Data shown START

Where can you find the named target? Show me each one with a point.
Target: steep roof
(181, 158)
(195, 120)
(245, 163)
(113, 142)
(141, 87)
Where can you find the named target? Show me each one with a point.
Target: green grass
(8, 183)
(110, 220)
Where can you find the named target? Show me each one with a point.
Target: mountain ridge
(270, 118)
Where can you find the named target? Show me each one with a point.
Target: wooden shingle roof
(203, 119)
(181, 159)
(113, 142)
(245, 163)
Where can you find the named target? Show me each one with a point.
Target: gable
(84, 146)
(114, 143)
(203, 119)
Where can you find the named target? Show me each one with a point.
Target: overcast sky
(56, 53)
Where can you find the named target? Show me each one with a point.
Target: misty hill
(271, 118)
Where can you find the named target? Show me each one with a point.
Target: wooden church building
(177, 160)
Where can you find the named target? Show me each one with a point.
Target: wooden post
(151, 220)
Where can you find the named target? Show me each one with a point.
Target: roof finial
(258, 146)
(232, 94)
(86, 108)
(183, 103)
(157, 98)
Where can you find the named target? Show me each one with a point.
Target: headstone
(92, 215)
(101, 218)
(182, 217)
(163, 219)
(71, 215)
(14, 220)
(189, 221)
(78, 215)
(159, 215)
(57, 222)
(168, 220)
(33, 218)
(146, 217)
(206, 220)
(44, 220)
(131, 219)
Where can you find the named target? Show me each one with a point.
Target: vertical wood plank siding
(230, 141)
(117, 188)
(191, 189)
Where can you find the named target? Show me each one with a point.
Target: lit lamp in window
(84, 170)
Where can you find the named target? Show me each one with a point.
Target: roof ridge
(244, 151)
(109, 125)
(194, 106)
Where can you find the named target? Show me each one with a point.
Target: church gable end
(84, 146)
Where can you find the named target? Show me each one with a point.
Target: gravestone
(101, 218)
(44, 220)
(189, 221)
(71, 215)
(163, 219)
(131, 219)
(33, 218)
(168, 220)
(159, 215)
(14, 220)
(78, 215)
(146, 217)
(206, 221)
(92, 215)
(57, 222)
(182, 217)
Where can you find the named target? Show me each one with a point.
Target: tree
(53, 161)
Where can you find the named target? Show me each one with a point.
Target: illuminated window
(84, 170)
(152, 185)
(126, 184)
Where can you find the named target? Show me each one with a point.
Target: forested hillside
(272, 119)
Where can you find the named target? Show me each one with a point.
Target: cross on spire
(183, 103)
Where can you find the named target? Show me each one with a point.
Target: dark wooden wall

Data shown END
Data shown START

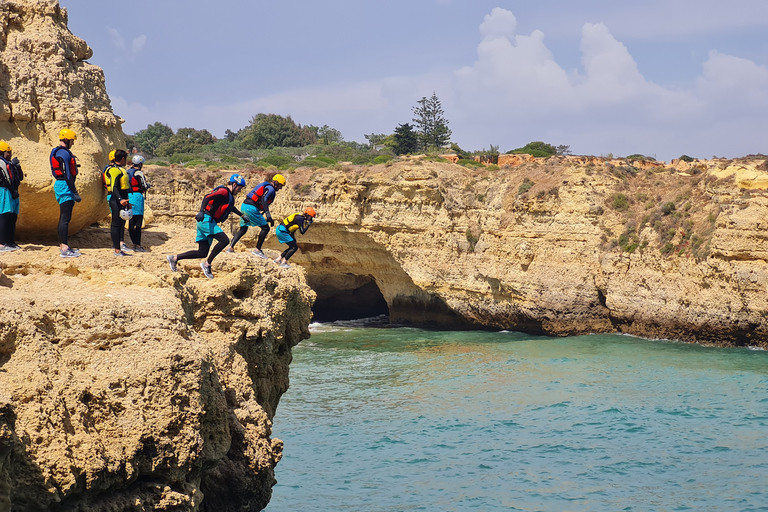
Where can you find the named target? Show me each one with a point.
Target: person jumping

Data shown END
Data shown START

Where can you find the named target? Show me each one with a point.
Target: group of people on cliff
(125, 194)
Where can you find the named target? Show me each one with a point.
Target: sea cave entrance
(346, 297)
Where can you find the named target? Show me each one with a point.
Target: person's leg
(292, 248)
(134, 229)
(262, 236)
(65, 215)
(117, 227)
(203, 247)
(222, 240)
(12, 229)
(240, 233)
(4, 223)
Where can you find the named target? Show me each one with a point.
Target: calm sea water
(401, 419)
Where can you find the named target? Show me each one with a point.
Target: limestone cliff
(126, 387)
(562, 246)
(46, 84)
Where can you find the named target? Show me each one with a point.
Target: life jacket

Data shown END

Using the data above, reproduce exactly the lines from the line that contains "Target: group of people on cliff" through the line that contains "Target: life jacket", including both.

> [Exercise output]:
Target: group of people on cliff
(125, 194)
Where can you find the named target? Show me each one with a point.
Target: sea cave entrance
(346, 297)
Where can you find the named target? Show me each one with a point.
Target: person's leg
(292, 248)
(134, 229)
(262, 236)
(65, 215)
(117, 227)
(203, 247)
(222, 240)
(12, 229)
(240, 233)
(4, 223)
Where can you find the named target? Show me each one with a point.
Target: calm sea water
(401, 419)
Where can you find the named target? Show me each one with a point.
Target: limestone cliff
(126, 387)
(562, 246)
(46, 84)
Where can you find the named target? Show me each one with a point.
Target: life jacket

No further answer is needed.